» Tarefas
#1 Responda às perguntas abaixo com base na crítica sobre o filme Phoenix.
(a) Quem escreveu a letra original em inglês de "Speak Low"?
(b) Qual era a profissão de Nelly?
(c) Que nome falso Nelly usa ao se apresentar a Johannes?
#2 Reproduza a parte da crítica sobre o filme Phoenix que vai de "A letra, dizem, foi" a "é ela mesma.", trocando "marido" por "esposo".
#3 Retome a crítica sobre o filme Phoenix e continue o texto a partir da última frase apresentada.

─── Trecho fornecido

O mais recente filme do diretor alemão Christian Petzold (que ficou mais conhecido dos cinéfilos brasileiros por Barbara (2012), feito com a mesma atriz deste Phoenix, Nina Hoss) é guiado quase que o tempo todo pela mesmerizante canção do também germânico Kurt Weill, com letra original em inglês de Ogden Nash, “Speak Low”.
A letra, dizem, foi inspirada em uma passagem de Shakespeare em “Muito Barulho por Nada” (“Fale baixo se estás falando de amor” deu origem a “Fale baixo quando falar, amor”) e diz, melancolicamente, da fugacidade dos sentimentos amorosos. Em tradução livre de um trecho: "o amanhã está sempre tão próximo / o tempo é tão antigo, e o amor tão breve...é puro ouro, e o tempo, um ladrão / estamos atrasados, a cortina desce e tudo acaba tão cedo" - bem adequada à história que o roteiro desenvolve, ainda que com algumas questões que o espectador pode levantar.
É preciso aceitar (evitando a "idiotice da objetividade" denunciada por Nelson Rodrigues) que o marido de Nelly não a reconheça depois que ela teve o rosto desfigurado em campo de concentração, tendo precisado de plástica reparadora que a deixou, no máximo, “lembrando outra pessoa” - que é ela mesma.
É preciso aceitar que, nem pela voz (e Nelly era cantora), nem por outras características físicas, Johannes consiga levantar a hipótese de que aquela ‘Esther’ (nome falso com que ela se apresenta a ele) seja Nelly. Podemos mesmo entender que ele tenha motivos, objetivos, concretos, mas também na esfera emocional subjetiva, para desejar que Nelly tenha, de fato, sido morta.

──────
─── Material

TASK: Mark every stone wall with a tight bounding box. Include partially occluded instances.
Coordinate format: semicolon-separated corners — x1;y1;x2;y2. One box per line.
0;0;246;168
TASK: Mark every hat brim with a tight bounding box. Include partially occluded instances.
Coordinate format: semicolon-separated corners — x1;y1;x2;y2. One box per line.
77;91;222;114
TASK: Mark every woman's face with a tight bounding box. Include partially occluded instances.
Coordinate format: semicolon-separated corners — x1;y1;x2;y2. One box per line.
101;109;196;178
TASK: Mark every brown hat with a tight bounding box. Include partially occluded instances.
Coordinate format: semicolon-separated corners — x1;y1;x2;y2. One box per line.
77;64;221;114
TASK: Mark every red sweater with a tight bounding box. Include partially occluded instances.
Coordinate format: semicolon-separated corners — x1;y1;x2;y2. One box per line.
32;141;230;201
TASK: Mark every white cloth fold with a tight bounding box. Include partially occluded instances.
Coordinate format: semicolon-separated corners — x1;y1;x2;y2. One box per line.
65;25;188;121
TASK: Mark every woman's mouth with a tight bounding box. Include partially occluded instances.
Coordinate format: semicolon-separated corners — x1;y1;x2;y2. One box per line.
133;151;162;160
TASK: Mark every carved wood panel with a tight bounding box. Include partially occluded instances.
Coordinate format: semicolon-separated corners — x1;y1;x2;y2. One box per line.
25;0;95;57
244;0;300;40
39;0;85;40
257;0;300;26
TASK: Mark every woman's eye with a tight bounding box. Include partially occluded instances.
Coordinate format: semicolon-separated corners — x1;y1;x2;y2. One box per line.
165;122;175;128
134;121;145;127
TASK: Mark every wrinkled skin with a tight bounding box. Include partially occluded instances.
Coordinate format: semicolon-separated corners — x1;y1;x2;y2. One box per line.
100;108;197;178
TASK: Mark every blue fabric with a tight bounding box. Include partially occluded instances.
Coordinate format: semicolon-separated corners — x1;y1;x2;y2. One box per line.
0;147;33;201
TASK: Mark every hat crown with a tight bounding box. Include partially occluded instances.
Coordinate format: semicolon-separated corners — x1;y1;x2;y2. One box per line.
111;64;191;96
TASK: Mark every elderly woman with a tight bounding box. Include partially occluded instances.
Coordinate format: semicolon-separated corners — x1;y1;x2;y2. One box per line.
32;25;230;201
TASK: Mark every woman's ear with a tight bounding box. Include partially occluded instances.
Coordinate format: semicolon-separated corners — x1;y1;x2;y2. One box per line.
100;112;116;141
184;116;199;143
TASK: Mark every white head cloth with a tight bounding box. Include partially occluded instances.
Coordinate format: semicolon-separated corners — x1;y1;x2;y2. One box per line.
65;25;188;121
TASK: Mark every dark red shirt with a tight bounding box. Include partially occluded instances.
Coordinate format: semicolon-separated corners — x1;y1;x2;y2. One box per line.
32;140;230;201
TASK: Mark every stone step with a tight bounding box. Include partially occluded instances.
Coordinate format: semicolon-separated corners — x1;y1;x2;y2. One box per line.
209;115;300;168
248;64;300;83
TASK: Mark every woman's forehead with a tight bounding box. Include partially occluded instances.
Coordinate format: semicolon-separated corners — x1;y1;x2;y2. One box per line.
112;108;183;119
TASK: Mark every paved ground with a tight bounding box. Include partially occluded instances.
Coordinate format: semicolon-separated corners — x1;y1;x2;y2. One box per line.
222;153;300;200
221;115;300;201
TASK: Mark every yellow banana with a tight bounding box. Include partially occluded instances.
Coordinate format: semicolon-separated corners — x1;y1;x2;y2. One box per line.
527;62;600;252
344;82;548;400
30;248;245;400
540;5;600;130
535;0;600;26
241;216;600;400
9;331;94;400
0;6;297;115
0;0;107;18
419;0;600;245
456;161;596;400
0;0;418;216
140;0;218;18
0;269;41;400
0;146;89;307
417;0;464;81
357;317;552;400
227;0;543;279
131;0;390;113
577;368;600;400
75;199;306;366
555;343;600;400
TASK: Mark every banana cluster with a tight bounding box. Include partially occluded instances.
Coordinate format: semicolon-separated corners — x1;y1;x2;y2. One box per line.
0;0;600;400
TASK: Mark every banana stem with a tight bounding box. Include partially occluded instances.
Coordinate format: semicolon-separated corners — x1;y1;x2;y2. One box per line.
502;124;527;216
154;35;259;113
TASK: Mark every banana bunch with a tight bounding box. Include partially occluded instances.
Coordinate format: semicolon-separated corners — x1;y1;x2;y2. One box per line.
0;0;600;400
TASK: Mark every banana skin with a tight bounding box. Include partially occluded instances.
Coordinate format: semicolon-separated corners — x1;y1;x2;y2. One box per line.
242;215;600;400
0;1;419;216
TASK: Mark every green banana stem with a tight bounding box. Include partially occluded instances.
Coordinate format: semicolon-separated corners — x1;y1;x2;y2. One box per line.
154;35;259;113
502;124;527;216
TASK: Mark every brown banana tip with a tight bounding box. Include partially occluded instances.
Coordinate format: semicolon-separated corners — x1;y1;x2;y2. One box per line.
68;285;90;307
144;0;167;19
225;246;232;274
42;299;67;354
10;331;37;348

──────

» Respostas por item
#1
(a) Ogden Nash.
(b) Cantora.
(c) Esther.

#2
A letra, dizem, foi inspirada em uma passagem de Shakespeare em “Muito Barulho por Nada” (“Fale baixo se estás falando de amor” deu origem a “Fale baixo quando falar, amor”) e diz, melancolicamente, da fugacidade dos sentimentos amorosos. Em tradução livre de um trecho: "o amanhã está sempre tão próximo / o tempo é tão antigo, e o amor tão breve...é puro ouro, e o tempo, um ladrão / estamos atrasados, a cortina desce e tudo acaba tão cedo" - bem adequada à história que o roteiro desenvolve, ainda que com algumas questões que o espectador pode levantar.
É preciso aceitar (evitando a "idiotice da objetividade" denunciada por Nelson Rodrigues) que o esposo de Nelly não a reconheça depois que ela teve o rosto desfigurado em campo de concentração, tendo precisado de plástica reparadora que a deixou, no máximo, “lembrando outra pessoa” - que é ela mesma.

#3
O enredo, de certa forma melodramático, é filmado, entretanto, de modo direto, seco, quase que como pela lente de uma câmera que observa de modo distanciado o comportamento errático de personagens iludidos por suas próprias crenças necessárias e derrotados pelas descrenças e decepções vividas.
O sucesso da empreitada se sobrepõe às possíveis questões de verossimilhança (e o enredo daria um conto perfeito, sem imagens nem sons) e se deve tanto à linguagem fílmica minuciosamente construída cena-a-cena (com iluminação admirável) como ao desempenho magistral de Nina Hoss. Quem a viu como a médica determinada e segura de Barbara vai certamente ficar impressionado com a ‘Nelly’ frágil e apequenada de Phoenix . Tal como o marido de Nelly, quase não reconhecemos que é a mesma atriz. Ela constrói um arco dramático (quase "anti-dramático") para sua personagem que é absolutamente irretocável, culminando na pungente - pela simplicidade - cena final. Ao som de "Speak Low", é claro.